We study the general problem as follows. For a prehomogeneous \(G\)-variety \(X\), let \(U\subset X\) denote the dense \(G\)-orbit in \(X\). Restriction to \(U\) defines a faithful functor \(\text{Vec}^G(X)\to\text{Vec\,}^G(U)\). Choice of a point \(x\in U(k)\) determines an equivalence of categories \(x^*: \text{Vec}^G(U)\to \text{Rep}(G_x)\), where \(G_x\) denotes the stabilizer group in \(G\) of the point \(x\). We will therefore try to describe \(\text{Vec}^G(X)\) in terms of representations of \(G_x\) equipped with additional structure.
The guiding example is the case \(X= \mathbb{A}^1\) and \(G= \mathbb{G}_{{\mathbf m}}\). In this case, the stabilizer group of any point in the open \(\mathbb{G}_{{\mathbf m}}\)-orbit is trivial. For any \(\mathbb{G}_{{\mathbf m}}\)-equivariant vector bundle \({\mathcal V}\) on \(X\), consider the vector space \(V=\Gamma(\mathbb{G}_{{\mathbf m}},{\mathcal V}|_{\mathbb{G}_{{\mathbf m}}})^{\mathbb{G}_{{\mathbf m}}}\), i.e. the \(\mathbb{G}_{{\mathbf m}}\)-invariant sections over the open subset \(\mathbb{G}_{{\mathbf m}}\subset \mathbb{A}^1\). Choose a coordinate \(x\) on \(\mathbb{A}^1\). We define a decreasing filtration on \(V\) by setting \(F^p(V)\) to be the subspace of sections \(v\in V\) such that \(x^{-p}v\) extends to a section of \({\mathcal V}\) over \(X\), i.e. by “vanishing order of sections.” This construction defines a functor \(\Phi: \text{Vec}^{\mathbb{G}}_{{\mathbf m}}(\mathbb{A}^1)\to \text{Filt}(\text{Vect}_k)\). The following result is due to many authors.
——
Task directions:
According to the excerpted text, what is the stabilizer group of any point in the open orbit in the guiding example?

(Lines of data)
——
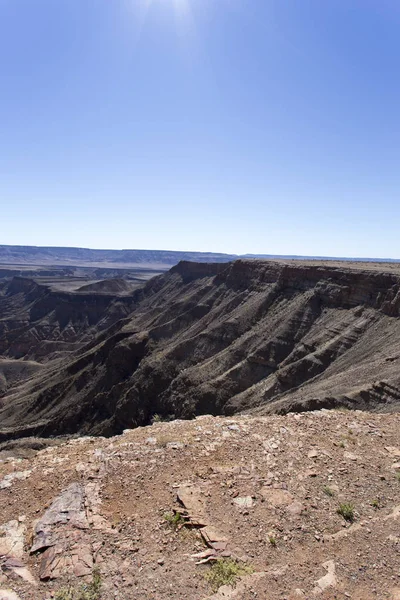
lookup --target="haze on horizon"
[0,0,400,258]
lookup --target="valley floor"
[0,410,400,600]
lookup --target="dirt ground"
[0,410,400,600]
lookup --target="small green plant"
[164,511,186,529]
[337,502,355,523]
[54,568,101,600]
[205,558,254,591]
[322,485,335,498]
[151,413,164,425]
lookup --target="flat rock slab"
[261,487,294,508]
[31,483,95,580]
[0,470,32,490]
[31,483,89,553]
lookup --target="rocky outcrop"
[0,260,400,440]
[0,410,400,600]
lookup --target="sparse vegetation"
[337,502,355,523]
[164,511,186,529]
[205,558,254,591]
[322,485,335,498]
[54,568,101,600]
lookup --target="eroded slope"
[0,260,400,439]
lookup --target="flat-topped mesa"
[0,259,400,437]
[169,260,232,283]
[211,259,400,316]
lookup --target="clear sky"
[0,0,400,258]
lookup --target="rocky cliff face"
[0,260,400,439]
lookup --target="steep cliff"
[0,260,400,439]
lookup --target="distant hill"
[0,245,400,270]
[0,246,238,269]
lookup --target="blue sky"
[0,0,400,258]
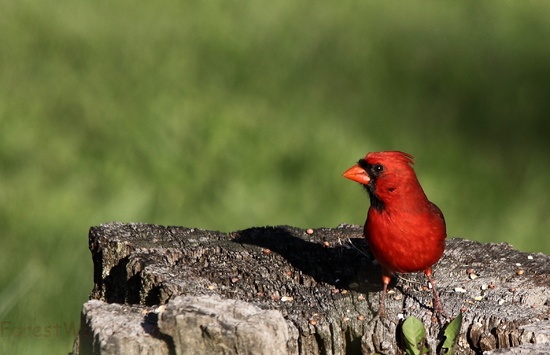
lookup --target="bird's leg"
[424,267,446,318]
[374,273,391,318]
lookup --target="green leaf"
[402,317,428,355]
[441,313,462,355]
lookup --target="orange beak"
[342,164,370,185]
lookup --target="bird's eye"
[372,164,384,175]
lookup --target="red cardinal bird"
[343,151,447,316]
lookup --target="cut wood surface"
[73,223,550,354]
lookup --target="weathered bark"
[74,223,550,354]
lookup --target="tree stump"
[73,223,550,354]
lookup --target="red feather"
[344,151,447,315]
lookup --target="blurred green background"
[0,0,550,354]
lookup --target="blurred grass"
[0,0,550,354]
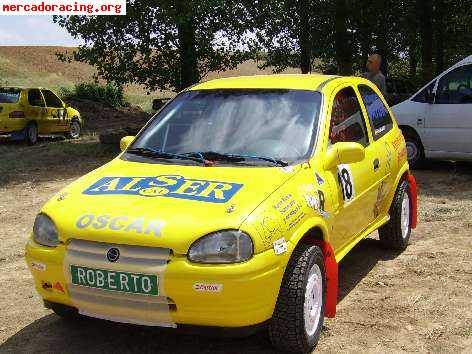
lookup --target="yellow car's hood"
[42,159,300,254]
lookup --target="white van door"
[424,64,472,158]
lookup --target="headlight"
[33,214,59,247]
[188,230,253,263]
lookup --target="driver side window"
[329,87,369,147]
[434,65,472,104]
[43,90,63,108]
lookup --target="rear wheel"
[379,181,412,250]
[25,122,38,145]
[269,245,326,353]
[67,120,81,139]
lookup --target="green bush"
[61,82,129,107]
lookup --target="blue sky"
[0,16,81,46]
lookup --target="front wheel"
[379,181,412,250]
[404,132,424,168]
[67,120,81,139]
[269,245,326,353]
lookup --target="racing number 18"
[338,165,355,202]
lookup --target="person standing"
[361,54,387,95]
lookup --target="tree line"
[54,0,472,91]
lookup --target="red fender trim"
[408,174,418,229]
[314,240,338,317]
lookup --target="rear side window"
[43,90,62,108]
[359,85,393,140]
[0,88,21,103]
[329,87,369,147]
[28,89,44,107]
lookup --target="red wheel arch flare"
[314,240,338,317]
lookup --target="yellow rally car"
[0,87,83,145]
[26,75,416,352]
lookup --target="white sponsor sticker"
[280,166,295,173]
[193,283,223,293]
[31,261,46,272]
[273,237,287,255]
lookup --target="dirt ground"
[0,138,472,353]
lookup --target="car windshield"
[0,88,20,103]
[129,89,321,165]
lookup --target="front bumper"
[26,239,287,327]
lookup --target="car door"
[325,85,377,252]
[41,90,69,133]
[425,64,472,158]
[358,84,398,221]
[25,89,48,134]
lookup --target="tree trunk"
[408,40,418,79]
[175,0,200,90]
[417,0,433,82]
[334,0,352,75]
[298,0,311,74]
[434,0,445,75]
[405,2,419,79]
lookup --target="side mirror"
[120,135,135,151]
[152,98,169,111]
[324,142,365,170]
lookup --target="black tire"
[403,130,424,168]
[25,122,38,145]
[269,244,326,353]
[379,181,412,251]
[44,301,82,321]
[67,119,82,139]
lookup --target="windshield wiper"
[126,147,206,165]
[183,151,288,166]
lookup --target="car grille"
[64,239,175,327]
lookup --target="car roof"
[454,55,472,66]
[189,74,339,91]
[0,86,45,90]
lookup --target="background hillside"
[0,46,299,111]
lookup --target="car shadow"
[0,238,398,354]
[338,238,401,304]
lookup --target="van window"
[434,65,472,104]
[329,87,369,147]
[28,89,44,107]
[0,87,21,103]
[359,85,393,140]
[411,80,436,103]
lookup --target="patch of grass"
[60,82,129,108]
[0,137,119,187]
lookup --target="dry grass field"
[0,46,298,111]
[0,137,472,354]
[0,47,472,354]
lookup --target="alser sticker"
[338,164,356,203]
[83,175,243,203]
[75,214,165,236]
[193,283,223,293]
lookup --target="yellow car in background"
[0,87,83,145]
[26,75,416,353]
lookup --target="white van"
[392,55,472,166]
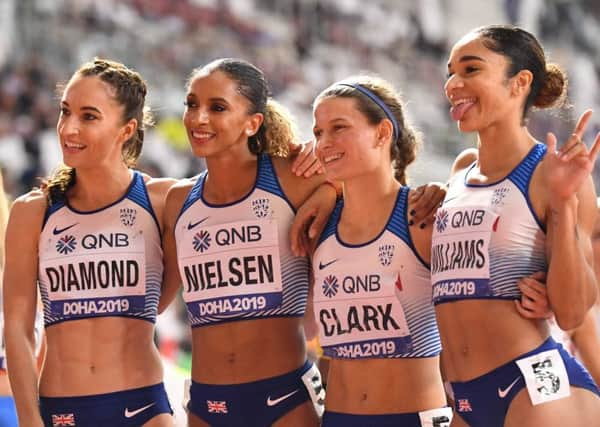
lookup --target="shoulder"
[8,190,48,232]
[271,157,325,208]
[450,148,478,176]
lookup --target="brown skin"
[436,37,600,426]
[164,71,334,427]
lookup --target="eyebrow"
[448,55,485,68]
[61,101,102,114]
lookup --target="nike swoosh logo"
[267,390,300,406]
[188,216,210,230]
[125,402,156,418]
[319,258,339,270]
[498,377,521,399]
[52,226,79,236]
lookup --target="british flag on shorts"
[206,400,227,414]
[458,399,473,412]
[52,414,75,427]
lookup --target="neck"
[69,162,131,209]
[477,119,535,176]
[344,168,400,222]
[204,149,258,203]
——
Worked answer:
It is trivial.